● TASK TO CARRY OUT
Reproduce the entries exactly, beginning with the line containing "Identify one point on each instance of the brown" and ending with their last line, both included.

● ENTRIES SUPPLIED

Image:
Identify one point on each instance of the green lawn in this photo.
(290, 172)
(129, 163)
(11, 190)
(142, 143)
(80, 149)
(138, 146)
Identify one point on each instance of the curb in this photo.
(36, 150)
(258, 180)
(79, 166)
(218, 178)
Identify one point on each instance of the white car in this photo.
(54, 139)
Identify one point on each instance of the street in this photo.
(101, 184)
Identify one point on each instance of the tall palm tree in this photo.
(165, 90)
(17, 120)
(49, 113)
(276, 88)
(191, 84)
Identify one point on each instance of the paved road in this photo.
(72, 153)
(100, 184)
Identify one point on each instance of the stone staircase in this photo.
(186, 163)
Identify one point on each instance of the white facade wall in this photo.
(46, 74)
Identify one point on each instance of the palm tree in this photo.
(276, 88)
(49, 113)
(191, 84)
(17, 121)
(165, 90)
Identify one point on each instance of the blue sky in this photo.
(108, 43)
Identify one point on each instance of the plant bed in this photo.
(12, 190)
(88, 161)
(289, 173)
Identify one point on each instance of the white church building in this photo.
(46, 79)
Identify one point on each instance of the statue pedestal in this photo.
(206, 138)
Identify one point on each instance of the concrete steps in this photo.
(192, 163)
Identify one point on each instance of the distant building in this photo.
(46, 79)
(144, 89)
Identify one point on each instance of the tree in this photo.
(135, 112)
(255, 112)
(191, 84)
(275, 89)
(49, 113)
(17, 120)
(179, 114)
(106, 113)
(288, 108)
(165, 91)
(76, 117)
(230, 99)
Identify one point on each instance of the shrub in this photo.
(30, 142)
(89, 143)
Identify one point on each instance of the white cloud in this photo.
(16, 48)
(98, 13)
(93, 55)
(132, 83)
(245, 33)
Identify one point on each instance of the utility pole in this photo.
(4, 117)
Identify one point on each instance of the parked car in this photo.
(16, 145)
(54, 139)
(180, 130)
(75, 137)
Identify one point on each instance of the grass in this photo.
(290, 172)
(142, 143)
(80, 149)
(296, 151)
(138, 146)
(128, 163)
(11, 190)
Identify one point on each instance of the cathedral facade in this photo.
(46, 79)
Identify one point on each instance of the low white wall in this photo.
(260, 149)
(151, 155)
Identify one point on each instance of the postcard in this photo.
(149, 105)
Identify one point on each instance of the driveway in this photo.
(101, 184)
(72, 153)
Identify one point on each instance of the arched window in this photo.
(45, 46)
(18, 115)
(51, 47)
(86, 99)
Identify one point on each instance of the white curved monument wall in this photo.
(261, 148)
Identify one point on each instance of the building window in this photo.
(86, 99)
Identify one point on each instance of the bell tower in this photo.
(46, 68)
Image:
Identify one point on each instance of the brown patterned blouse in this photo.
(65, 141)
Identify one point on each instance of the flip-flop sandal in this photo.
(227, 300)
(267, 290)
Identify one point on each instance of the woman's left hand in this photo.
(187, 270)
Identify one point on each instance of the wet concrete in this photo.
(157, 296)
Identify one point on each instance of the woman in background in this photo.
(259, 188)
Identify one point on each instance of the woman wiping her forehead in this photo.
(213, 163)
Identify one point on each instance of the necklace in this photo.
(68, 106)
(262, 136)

● COMPLETED TASK
Identify one point on each instance of the brown patterned blouse in this photo.
(65, 141)
Identify one point on each instance of the flip-flop sandal in this photo.
(227, 300)
(267, 290)
Identify one point on each instance of the woman's left hand in this photo.
(187, 270)
Identify one point on each instance of the wet concrete in this photo.
(157, 296)
Identify one point on each instance of the woman in background in this photo.
(259, 188)
Identify one point on each instance of the woman wiping her forehead in this photo.
(213, 163)
Identify one point on each instance of the necklace in this photo.
(68, 106)
(262, 136)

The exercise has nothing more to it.